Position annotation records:
※ ※ ※

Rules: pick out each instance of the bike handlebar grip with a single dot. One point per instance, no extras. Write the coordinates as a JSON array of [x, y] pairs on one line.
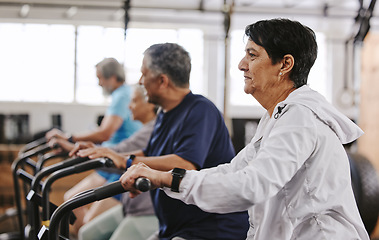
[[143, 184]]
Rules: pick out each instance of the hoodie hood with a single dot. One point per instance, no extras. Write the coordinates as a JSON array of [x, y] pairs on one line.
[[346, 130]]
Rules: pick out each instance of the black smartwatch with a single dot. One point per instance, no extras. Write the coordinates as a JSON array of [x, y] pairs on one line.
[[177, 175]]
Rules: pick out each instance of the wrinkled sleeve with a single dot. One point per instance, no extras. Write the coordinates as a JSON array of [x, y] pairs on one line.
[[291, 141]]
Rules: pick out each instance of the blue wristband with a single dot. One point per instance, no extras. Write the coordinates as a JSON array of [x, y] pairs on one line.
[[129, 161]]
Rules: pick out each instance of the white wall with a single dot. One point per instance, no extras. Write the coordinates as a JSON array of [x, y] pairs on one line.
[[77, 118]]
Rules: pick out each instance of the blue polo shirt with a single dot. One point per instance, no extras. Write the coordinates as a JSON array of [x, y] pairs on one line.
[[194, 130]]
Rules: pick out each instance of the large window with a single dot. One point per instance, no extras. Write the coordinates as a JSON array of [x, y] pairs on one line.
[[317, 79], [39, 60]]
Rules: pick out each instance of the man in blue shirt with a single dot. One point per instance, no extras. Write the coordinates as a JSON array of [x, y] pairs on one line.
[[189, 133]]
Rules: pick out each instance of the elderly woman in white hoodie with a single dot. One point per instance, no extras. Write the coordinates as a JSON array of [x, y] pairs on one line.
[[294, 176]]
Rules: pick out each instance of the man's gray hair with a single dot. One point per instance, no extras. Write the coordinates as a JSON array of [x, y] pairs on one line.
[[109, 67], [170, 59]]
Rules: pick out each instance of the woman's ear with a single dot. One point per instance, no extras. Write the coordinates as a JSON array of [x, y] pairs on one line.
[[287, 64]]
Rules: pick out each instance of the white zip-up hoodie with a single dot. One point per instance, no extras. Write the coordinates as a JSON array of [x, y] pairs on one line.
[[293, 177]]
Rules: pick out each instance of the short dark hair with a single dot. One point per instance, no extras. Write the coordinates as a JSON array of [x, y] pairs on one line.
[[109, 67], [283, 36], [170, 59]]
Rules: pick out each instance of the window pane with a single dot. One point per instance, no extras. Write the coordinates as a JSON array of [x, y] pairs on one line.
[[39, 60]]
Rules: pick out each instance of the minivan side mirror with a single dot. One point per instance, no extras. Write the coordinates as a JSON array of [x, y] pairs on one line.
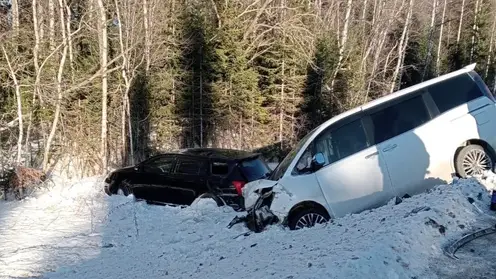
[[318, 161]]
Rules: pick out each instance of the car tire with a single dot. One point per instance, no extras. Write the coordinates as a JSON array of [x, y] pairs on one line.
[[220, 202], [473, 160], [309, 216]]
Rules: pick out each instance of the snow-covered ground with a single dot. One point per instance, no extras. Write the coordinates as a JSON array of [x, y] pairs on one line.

※ ※ ※

Reproduce the lines of the listing verbatim, from the line containing "Rules: pick out each instance of the blue polo" through the line containing "[[317, 79], [39, 60]]", with both of those lines included.

Rules: pick out each instance of the blue polo shirt with a single dot. One point per instance, no extras. Write the coordinates as a JSON array of [x, y] pairs on one line.
[[194, 130]]
Rules: pick out each instance of the large window with a single dot. One point per instance, no extras. Write the coordinates as a JSON array of [x, y] pairs on one line.
[[317, 79], [39, 60]]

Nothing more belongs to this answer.